[Stored items from a collection]
* * *

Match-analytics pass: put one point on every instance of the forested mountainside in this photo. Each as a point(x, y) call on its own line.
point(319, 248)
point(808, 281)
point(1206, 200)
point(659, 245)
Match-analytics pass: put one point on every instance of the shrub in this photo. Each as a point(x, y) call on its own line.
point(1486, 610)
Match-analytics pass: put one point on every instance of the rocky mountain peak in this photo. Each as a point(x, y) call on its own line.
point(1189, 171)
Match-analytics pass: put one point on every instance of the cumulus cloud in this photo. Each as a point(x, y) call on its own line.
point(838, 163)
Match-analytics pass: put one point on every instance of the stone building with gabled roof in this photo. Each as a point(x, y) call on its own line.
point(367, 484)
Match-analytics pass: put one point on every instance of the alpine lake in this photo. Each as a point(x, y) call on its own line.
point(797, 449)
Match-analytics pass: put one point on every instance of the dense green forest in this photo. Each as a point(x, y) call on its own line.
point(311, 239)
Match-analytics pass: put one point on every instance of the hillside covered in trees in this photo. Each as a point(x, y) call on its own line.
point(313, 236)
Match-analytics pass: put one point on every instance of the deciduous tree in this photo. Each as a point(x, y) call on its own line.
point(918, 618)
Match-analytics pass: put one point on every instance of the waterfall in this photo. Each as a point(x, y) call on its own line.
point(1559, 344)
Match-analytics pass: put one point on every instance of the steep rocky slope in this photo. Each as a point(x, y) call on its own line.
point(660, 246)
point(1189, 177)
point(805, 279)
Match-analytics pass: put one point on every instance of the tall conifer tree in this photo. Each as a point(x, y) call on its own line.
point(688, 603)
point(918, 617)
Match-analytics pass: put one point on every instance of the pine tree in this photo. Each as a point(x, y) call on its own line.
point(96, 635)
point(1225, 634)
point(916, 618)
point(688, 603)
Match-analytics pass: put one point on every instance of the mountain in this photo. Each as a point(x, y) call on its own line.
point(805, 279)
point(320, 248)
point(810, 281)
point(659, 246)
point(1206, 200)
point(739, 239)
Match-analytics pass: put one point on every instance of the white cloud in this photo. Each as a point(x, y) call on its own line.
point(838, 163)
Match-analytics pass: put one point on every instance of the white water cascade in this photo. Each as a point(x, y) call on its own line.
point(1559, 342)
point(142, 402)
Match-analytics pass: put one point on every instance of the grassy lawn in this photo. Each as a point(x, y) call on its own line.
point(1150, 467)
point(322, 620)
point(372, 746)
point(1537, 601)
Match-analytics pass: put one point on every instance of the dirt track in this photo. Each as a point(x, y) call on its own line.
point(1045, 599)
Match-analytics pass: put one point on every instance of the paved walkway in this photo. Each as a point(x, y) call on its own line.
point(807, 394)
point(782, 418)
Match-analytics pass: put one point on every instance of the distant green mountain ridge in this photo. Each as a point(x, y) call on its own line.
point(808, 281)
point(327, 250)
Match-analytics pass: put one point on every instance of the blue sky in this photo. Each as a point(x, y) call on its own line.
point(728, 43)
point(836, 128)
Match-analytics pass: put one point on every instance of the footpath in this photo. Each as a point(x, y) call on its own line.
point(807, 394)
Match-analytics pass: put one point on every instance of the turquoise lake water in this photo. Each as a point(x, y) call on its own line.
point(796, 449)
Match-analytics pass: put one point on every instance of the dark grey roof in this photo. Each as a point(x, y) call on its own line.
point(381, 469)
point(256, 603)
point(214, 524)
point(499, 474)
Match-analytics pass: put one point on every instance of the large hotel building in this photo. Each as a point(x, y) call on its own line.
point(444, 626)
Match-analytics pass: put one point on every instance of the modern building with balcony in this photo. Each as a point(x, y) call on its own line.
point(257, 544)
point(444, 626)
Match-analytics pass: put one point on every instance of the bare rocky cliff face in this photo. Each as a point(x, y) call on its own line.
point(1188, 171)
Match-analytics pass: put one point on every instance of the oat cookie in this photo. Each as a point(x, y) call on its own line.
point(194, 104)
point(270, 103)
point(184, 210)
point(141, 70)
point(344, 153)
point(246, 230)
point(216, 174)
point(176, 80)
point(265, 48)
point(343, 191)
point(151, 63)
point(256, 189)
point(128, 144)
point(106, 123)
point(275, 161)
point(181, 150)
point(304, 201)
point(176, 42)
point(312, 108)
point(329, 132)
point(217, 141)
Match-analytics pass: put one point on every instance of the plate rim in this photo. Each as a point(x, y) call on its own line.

* * *

The task:
Rewrite all of the entries, substituting "Labeling pass" for each occurrence of "Match-analytics pass" and keeping every other character the same.

Correct response:
Labeling pass: put one point on every instance of the forested mountainside in this photo. Each as a point(x, y) call on its own line.
point(319, 248)
point(808, 281)
point(1206, 200)
point(659, 245)
Labeling pass: put one point on every instance of the shrub in this photo. Each as a point(x, y) call on its own line.
point(1486, 610)
Labeling pass: put one point on every instance of the rocky mountain peak in this photo. Each as a point(x, y) call on its own line.
point(1189, 171)
Labeling pass: put one point on every instance of the cumulus cloud in this photo. Each as a point(x, y) call on its own line.
point(838, 163)
Labeling pass: put one point on every instance of the stone building with gabled roof in this photo. Each as a point(x, y) call on its own line.
point(367, 484)
Labeling pass: put one point on every instance of the alpine lake in this photo. Each as a point(x, y) call on its own line.
point(797, 449)
Labeling pass: put one point on every instance of the dense green forest in this photo. Each as a point(x, y) call on its own line.
point(311, 239)
Labeling pass: put one point on every instance of the hillside covered in trees in this photo. Each as a point(x, y) call on its own line.
point(313, 236)
Labeling pass: put one point on every instance of the deciduous tree in this photo. Each as a point(x, y) call on its own line.
point(918, 618)
Labeling pass: put one point on every instance of the waterfall in this photo. Each as a point(x, y) call on its own line.
point(1559, 344)
Labeling pass: put one point on every instance of the steep rocky slope in this photo. Each as a point(x, y) call on its own line.
point(660, 246)
point(1189, 177)
point(805, 279)
Labeling pass: put one point on every instance of the tall conifer tree in this photo. Each as a point(x, y) call on its own line.
point(688, 603)
point(918, 617)
Labeling pass: put one point on every instance of the pine tree in this photo. Each as a point(x, y) call on its own line.
point(96, 635)
point(1225, 634)
point(916, 618)
point(688, 603)
Labeling pass: put one point on every instance of the mountain in this photo. Each as a point(x, y) call on its own line.
point(805, 279)
point(320, 248)
point(810, 281)
point(659, 246)
point(1206, 200)
point(739, 239)
Labeling pass: put one point on every instance of the white cloud in this photo. Each as a point(x, y) call on its own line.
point(838, 163)
Labeling pass: put one point on every instance of the white water cascade in this photo. Each as a point(x, y) call on its own line.
point(1559, 342)
point(142, 402)
Labeling pass: put one point on every instance of the grassy lawn in this photo. Each as a point(x, y) call on its own line.
point(1150, 467)
point(322, 620)
point(372, 746)
point(1537, 601)
Labeling pass: put one point on every instance of the dirt track in this photo. Each as a point(x, y) call on its own line.
point(1045, 599)
Labeling pass: put one point on every instance of the paved walkway in this photo. Each as a point(x, y) call on its own line.
point(807, 394)
point(782, 418)
Labeling pass: put one point on every instance of the distant green mountain ridge in this photo. Each as a point(x, y) call on its own line.
point(808, 281)
point(327, 250)
Labeling pass: put one point on every instance of the blue sky in this photo. Each as a point(x, y) call on its own line.
point(728, 43)
point(836, 128)
Labeling pass: put one point on every instance of the footpath in this photo. Each as a point(x, y) call on its own line.
point(807, 394)
Labeling pass: put one point on every instance of the turquoise lake water in this photo. Each as a point(x, y) call on its own line.
point(796, 449)
Labeling pass: put one point on every instance of the dark grey roof in this photo. Each as a point(x, y) call on its own line.
point(381, 469)
point(256, 603)
point(214, 524)
point(499, 474)
Labeling pass: put one point on every instance of the large hotel building in this photo. Each as a point(x, y) call on its own line.
point(444, 626)
Labeling pass: put one point on every instance of the modern building with balcony in this photo. Each as a point(x, y) call on its own line.
point(257, 544)
point(444, 626)
Labeling pass: put one point on every instance of the bare rocky cliff face in this photo. Each as a point(x, y) call on its own line.
point(1188, 171)
Labeling pass: put one point on every instance of the oat cookie in this photo. Each as a point(x, y) call on its own line.
point(194, 104)
point(270, 103)
point(184, 210)
point(141, 70)
point(344, 153)
point(246, 230)
point(216, 174)
point(176, 80)
point(265, 48)
point(343, 191)
point(151, 63)
point(256, 189)
point(128, 144)
point(106, 123)
point(275, 161)
point(181, 150)
point(304, 201)
point(176, 42)
point(312, 108)
point(329, 132)
point(217, 141)
Labeling pass: put one point on every instance of the plate rim in this photo. Each as a point(x, y) call on its own line.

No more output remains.